- **REQUIRED TASK**
Print the line containing "Would you kindly pick out the wall" and each line after it through the end, please, with nothing added.

- **MATERIAL PROVIDED**

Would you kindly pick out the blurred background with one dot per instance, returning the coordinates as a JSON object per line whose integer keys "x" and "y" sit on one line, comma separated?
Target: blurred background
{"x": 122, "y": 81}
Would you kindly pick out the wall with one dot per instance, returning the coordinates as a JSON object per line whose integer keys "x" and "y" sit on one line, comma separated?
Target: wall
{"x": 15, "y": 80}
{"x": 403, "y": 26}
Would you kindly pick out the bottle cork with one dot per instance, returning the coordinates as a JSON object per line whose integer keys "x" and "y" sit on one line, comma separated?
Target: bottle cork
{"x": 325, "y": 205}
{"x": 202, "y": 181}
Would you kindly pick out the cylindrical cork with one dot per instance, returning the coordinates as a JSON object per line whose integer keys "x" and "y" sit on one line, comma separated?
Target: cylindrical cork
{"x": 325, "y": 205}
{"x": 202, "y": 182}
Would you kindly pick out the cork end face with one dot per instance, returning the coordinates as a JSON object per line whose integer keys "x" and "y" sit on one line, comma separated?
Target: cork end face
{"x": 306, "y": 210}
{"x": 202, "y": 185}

- **OUTPUT OF THE TASK**
Would you kindly pick out the wall with one dot per instance, returning the coordinates as a JSON object per line whose integer keys "x" and "y" sit on one line, comma separated?
Target: wall
{"x": 15, "y": 80}
{"x": 403, "y": 26}
Would you kindly pick out the bottle cork with one dot per instance, returning the coordinates as a JSON object per line whose integer keys "x" and "y" sit on one line, comma separated?
Target: bottle cork
{"x": 325, "y": 205}
{"x": 202, "y": 181}
Would you kindly pick out the cylindrical cork with one dot per instance, returning the coordinates as a JSON object per line whose integer keys "x" and "y" sit on one line, comma separated?
Target: cylindrical cork
{"x": 325, "y": 205}
{"x": 202, "y": 182}
Would you kindly pick out the cork end face with one dot per instance, returning the coordinates as a JSON object per line whose integer keys "x" and "y" sit on one line, comma separated?
Target: cork end face
{"x": 306, "y": 210}
{"x": 202, "y": 185}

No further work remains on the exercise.